Your goal: Can you write out again the stretch of entries from the line containing "Mark the sun" through the end, requests included, with every answer coordinate scaled by 1.85 and rounded to a whole number, halves rounding up?

Data extract:
----------

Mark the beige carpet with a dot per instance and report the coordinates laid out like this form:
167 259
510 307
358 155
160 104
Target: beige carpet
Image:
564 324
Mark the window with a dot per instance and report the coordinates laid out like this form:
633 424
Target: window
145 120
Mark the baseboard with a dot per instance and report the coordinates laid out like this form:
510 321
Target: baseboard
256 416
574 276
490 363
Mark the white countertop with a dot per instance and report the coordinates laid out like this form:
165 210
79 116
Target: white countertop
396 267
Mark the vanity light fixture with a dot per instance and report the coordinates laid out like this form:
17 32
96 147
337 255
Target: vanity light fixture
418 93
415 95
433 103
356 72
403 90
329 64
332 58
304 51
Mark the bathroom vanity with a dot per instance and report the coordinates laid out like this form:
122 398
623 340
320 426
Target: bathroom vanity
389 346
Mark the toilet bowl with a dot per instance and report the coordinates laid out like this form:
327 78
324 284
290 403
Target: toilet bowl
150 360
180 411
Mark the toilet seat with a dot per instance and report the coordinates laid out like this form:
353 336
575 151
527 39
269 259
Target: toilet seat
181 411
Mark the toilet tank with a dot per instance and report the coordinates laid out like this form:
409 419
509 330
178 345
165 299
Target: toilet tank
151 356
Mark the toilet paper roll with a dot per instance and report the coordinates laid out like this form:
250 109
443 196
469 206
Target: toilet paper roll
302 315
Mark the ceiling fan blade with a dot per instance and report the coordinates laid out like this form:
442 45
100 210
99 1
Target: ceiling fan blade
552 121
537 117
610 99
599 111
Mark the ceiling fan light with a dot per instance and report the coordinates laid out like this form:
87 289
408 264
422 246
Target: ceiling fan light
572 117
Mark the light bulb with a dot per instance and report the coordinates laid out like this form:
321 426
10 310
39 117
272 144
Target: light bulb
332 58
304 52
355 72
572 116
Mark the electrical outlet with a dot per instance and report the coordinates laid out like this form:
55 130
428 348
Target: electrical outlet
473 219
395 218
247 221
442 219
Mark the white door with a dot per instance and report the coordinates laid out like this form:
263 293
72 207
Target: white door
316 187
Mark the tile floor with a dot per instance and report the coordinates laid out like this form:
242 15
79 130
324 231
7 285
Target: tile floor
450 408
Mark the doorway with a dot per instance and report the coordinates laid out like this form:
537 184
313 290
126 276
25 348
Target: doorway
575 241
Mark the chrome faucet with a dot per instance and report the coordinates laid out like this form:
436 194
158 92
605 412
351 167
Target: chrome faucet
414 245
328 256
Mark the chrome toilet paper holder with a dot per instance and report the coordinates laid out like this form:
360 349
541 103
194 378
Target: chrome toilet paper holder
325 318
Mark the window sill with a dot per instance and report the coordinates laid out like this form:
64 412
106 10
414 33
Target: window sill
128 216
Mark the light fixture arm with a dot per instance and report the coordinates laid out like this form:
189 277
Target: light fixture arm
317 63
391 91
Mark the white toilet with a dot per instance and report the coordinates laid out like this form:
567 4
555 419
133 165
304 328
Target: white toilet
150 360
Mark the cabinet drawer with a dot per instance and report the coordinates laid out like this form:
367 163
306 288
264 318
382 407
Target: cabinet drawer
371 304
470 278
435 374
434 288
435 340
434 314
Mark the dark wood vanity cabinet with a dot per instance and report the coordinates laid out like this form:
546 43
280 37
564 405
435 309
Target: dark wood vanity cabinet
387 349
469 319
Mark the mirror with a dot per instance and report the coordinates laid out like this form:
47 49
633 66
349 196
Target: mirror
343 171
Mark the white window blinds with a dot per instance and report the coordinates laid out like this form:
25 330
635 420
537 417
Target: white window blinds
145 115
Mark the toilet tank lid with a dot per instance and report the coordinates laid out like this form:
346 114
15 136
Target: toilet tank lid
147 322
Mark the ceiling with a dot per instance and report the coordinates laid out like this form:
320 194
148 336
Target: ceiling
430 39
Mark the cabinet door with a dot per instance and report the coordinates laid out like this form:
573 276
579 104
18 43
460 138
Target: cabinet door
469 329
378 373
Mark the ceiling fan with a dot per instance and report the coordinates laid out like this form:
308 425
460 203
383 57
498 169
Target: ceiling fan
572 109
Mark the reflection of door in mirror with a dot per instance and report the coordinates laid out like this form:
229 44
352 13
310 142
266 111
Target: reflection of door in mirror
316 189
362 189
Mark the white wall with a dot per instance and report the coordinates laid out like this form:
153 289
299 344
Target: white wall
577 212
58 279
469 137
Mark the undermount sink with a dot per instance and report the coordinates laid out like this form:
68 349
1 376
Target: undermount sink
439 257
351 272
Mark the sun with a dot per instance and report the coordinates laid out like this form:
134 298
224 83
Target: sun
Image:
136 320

----------

Output of the exercise:
Mark the sun with a dot per instance and report the coordinates laid out like this form:
134 298
224 83
Target: sun
Image:
252 592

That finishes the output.